→ ARTICLE:
+--
2. Les Rencontres de l'administration territoriale de l'État : un effort de dialogue révélateur d'une nécessaire meilleure reconnaissance des services

Les Rencontres de l'administration territoriale de l'État, organisées en 2024, ont constitué une occasion inédite pour les agents d'échanger sur leurs missions et leurs conditions de travail. Les 416 tables rondes tenues en un semestre ont suscité une mobilisation notable, révélatrice d'une forte attente de dialogue. La rapporteure salue cette démarche, de nature à renforcer la considération portée aux personnels.

Dans ce prolongement, les échanges conduits dans les territoires ont permis d'apporter des réponses immédiates à certains besoins identifiés. Parallèlement, les constats formulés quant au déficit d'attractivité ont, à l'échelon national, conduit le ministre de l'intérieur à annoncer des mesures catégorielles en faveur des agents les plus exposés. Figure par exemple la revalorisation des astreintes pour les agents mobilisés en gestion de crise et dans l'accueil du public.

Malgré ces retours positifs, la mise en oeuvre du dispositif appelle plusieurs réserves. De nombreux agents et organisations syndicales ont fait part d'un sentiment de frustration face à un processus jugé inabouti : les ateliers nationaux n'ont pas été intégralement conduits, tandis que certains des ateliers départementaux se sont limités à une communication descendante, sans véritable échange. À l'avenir, il faudra un cadre méthodologique harmonisé entre départements, garantissant une libre expression des agents. S'ajoute à cela l'absence, à ce stade, d'une synthèse consolidée du questionnaire national, privant les personnels d'une vision d'ensemble des conclusions.

Ce sentiment est enfin renforcé par l'impression d'une disparité de traitement entre les différents périmètres du ministère de l'intérieur, l'attention politique et médiatique portée au Beauvau de la sécurité puis au Beauvau de la sécurité civile pouvant donner aux agents de l'administration territoriale le sentiment d'une moindre considération.
+--
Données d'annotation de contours

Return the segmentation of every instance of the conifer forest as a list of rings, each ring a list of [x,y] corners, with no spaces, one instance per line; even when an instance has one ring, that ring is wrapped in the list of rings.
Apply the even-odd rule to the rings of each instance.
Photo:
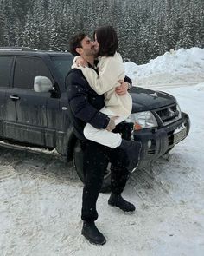
[[[101,25],[118,32],[124,61],[204,48],[204,0],[0,0],[0,46],[68,50],[68,40]]]

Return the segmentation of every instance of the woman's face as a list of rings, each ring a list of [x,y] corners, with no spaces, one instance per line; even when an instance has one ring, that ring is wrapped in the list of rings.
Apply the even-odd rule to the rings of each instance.
[[[97,36],[96,36],[96,33],[95,33],[95,35],[94,35],[94,43],[95,43],[95,47],[98,48],[98,49],[99,49],[99,43],[98,43],[98,41],[97,41]]]

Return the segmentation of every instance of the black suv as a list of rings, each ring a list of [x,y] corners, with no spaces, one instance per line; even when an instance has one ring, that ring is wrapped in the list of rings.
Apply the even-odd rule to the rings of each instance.
[[[73,160],[83,181],[83,154],[67,114],[65,77],[72,62],[69,53],[0,48],[0,138],[8,145],[55,148]],[[186,138],[189,118],[169,94],[136,87],[130,92],[133,108],[126,121],[135,123],[132,138],[143,143],[138,167],[143,168]],[[110,185],[109,170],[110,165],[103,190]]]

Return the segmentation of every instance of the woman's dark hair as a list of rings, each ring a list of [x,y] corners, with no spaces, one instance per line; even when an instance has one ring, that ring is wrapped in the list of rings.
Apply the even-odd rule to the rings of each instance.
[[[94,31],[99,44],[99,56],[113,56],[118,48],[115,30],[112,26],[99,27]]]

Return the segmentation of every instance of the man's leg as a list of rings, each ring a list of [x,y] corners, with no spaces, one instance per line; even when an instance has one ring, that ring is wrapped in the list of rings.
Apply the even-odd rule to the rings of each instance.
[[[81,219],[84,220],[82,234],[92,244],[103,245],[105,238],[95,226],[98,218],[96,202],[107,166],[105,147],[87,141],[82,141],[85,185],[82,197]]]
[[[123,150],[116,148],[112,150],[112,179],[111,188],[112,194],[108,200],[108,204],[118,207],[124,212],[134,212],[135,206],[126,201],[121,194],[126,185],[130,172],[125,167],[128,161]]]

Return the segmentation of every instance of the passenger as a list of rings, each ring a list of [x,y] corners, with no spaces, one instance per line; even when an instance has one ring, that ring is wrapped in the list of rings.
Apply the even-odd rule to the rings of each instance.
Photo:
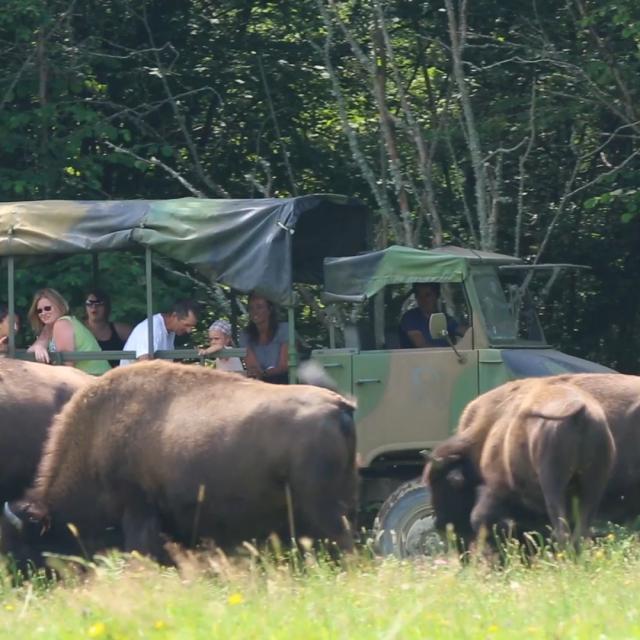
[[[193,300],[179,300],[166,313],[153,316],[153,351],[171,351],[176,336],[190,333],[198,323],[200,307]],[[136,360],[149,359],[148,320],[137,324],[125,342],[123,351],[135,351]],[[132,364],[135,360],[120,360],[120,365]]]
[[[438,313],[440,285],[437,282],[416,282],[413,295],[417,307],[406,311],[400,320],[400,344],[403,348],[446,347],[444,338],[433,338],[429,331],[429,319],[432,313]],[[451,340],[458,335],[458,323],[447,315],[447,329]]]
[[[122,351],[133,327],[123,322],[109,320],[111,314],[109,294],[102,289],[89,289],[85,296],[84,308],[86,313],[84,324],[93,333],[100,348],[103,351]],[[109,364],[117,367],[120,362],[111,360]]]
[[[78,318],[69,315],[67,301],[55,289],[36,291],[27,317],[33,331],[38,334],[28,351],[35,354],[38,362],[50,362],[49,351],[100,351],[91,331]],[[106,360],[79,360],[65,364],[93,375],[109,370]]]
[[[275,305],[257,293],[249,294],[249,324],[240,333],[240,346],[247,349],[247,375],[286,384],[289,381],[288,334],[287,323],[278,322]]]
[[[198,354],[201,356],[209,356],[218,353],[223,349],[229,349],[233,346],[231,325],[227,320],[216,320],[209,327],[209,346],[206,349],[199,349]],[[235,371],[236,373],[244,373],[242,360],[237,357],[233,358],[216,358],[216,369],[221,371]]]
[[[14,332],[20,331],[20,317],[14,314]],[[0,302],[0,354],[9,349],[9,307]]]

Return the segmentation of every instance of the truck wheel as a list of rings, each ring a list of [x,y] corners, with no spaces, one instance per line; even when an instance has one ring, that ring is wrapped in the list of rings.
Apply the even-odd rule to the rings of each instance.
[[[401,484],[384,502],[374,524],[374,548],[397,558],[445,550],[435,529],[431,492],[419,479]]]

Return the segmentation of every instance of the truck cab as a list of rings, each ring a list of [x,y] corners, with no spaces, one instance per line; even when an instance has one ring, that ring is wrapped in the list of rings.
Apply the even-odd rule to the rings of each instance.
[[[314,350],[312,358],[342,393],[357,399],[365,524],[381,505],[384,515],[398,493],[412,495],[407,484],[416,485],[425,455],[454,432],[462,410],[478,395],[515,378],[611,372],[545,340],[534,283],[542,279],[548,287],[569,267],[576,265],[532,267],[459,247],[392,246],[325,260],[332,328],[329,346]],[[416,283],[439,285],[433,316],[444,314],[440,324],[455,327],[453,335],[440,336],[438,346],[412,348],[402,335],[401,318],[415,306]],[[416,492],[428,506],[426,488]]]

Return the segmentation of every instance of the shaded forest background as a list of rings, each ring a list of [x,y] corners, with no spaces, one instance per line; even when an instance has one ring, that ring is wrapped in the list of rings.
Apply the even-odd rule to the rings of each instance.
[[[4,0],[0,52],[2,201],[353,195],[376,247],[589,265],[548,338],[640,371],[637,0]],[[102,270],[134,319],[142,262]],[[19,307],[88,271],[19,269]]]

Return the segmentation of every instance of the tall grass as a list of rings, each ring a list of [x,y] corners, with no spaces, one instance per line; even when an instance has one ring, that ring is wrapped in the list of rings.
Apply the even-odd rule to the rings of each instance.
[[[86,563],[85,563],[86,565]],[[419,561],[366,551],[183,554],[168,569],[109,555],[57,582],[0,581],[0,635],[19,638],[635,638],[640,544],[611,534],[579,557],[507,546]]]

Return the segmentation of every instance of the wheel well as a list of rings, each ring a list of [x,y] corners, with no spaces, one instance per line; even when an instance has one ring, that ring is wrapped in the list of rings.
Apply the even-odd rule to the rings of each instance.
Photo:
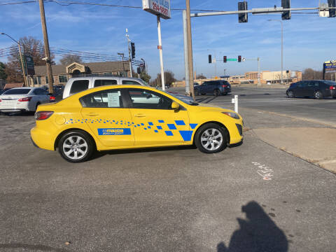
[[[59,141],[59,139],[61,139],[61,137],[63,136],[64,134],[66,134],[69,132],[74,131],[74,130],[81,131],[83,132],[85,132],[85,133],[88,134],[88,135],[89,135],[90,137],[91,137],[91,139],[92,140],[92,142],[94,144],[94,148],[97,149],[96,141],[94,141],[94,139],[92,137],[92,136],[91,136],[91,134],[90,134],[87,131],[83,130],[82,129],[71,128],[71,129],[65,130],[64,131],[59,133],[59,134],[56,138],[56,140],[55,141],[54,150],[56,150],[56,148],[57,148],[58,142]]]
[[[227,130],[227,128],[225,127],[225,125],[224,125],[223,123],[221,122],[216,122],[216,121],[211,121],[211,122],[204,122],[203,123],[202,125],[200,125],[197,130],[196,130],[196,132],[195,132],[195,134],[194,134],[194,139],[192,140],[193,141],[193,144],[195,144],[195,136],[196,136],[196,134],[197,134],[197,132],[200,130],[200,129],[201,128],[202,126],[203,125],[205,125],[206,124],[208,124],[208,123],[215,123],[216,125],[218,125],[218,126],[224,128],[226,131],[226,136],[227,136],[227,144],[230,144],[230,132],[229,131]]]

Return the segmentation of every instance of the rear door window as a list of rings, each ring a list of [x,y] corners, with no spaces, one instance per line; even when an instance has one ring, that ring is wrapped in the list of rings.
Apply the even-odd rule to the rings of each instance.
[[[89,80],[74,80],[70,90],[70,95],[86,90],[89,88]]]
[[[120,90],[97,92],[83,97],[80,99],[85,108],[123,108]]]
[[[137,81],[135,80],[122,80],[122,85],[141,85]]]
[[[94,80],[94,88],[104,86],[104,85],[117,85],[117,84],[118,84],[117,80],[102,79],[102,80]]]
[[[11,89],[7,90],[2,94],[27,94],[30,90],[31,90],[28,88]]]

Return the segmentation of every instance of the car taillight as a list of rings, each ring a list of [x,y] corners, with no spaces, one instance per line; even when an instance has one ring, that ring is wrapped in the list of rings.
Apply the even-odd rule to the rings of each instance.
+--
→ CONSIGNE: Pouvez-vous réécrire sous forme de liste, plus brièvement, le paragraphe de l'article qui commence par « Malgré ces retours positifs », en conservant ses faits principaux ?

→ RÉPONSE ATTENDUE:
- La mise en œuvre du dispositif appelle plusieurs réserves.
- De nombreux agents et organisations syndicales se disent frustrés par un processus jugé inabouti :
  - les ateliers nationaux n'ont pas tous été conduits ;
  - certains ateliers départementaux se sont limités à une communication descendante, sans véritable échange.
- À l'avenir, il faudra un cadre méthodologique harmonisé entre départements, garantissant la libre expression des agents.
- Aucune synthèse consolidée du questionnaire national n'existe encore, ce qui prive les personnels d'une vision d'ensemble des conclusions.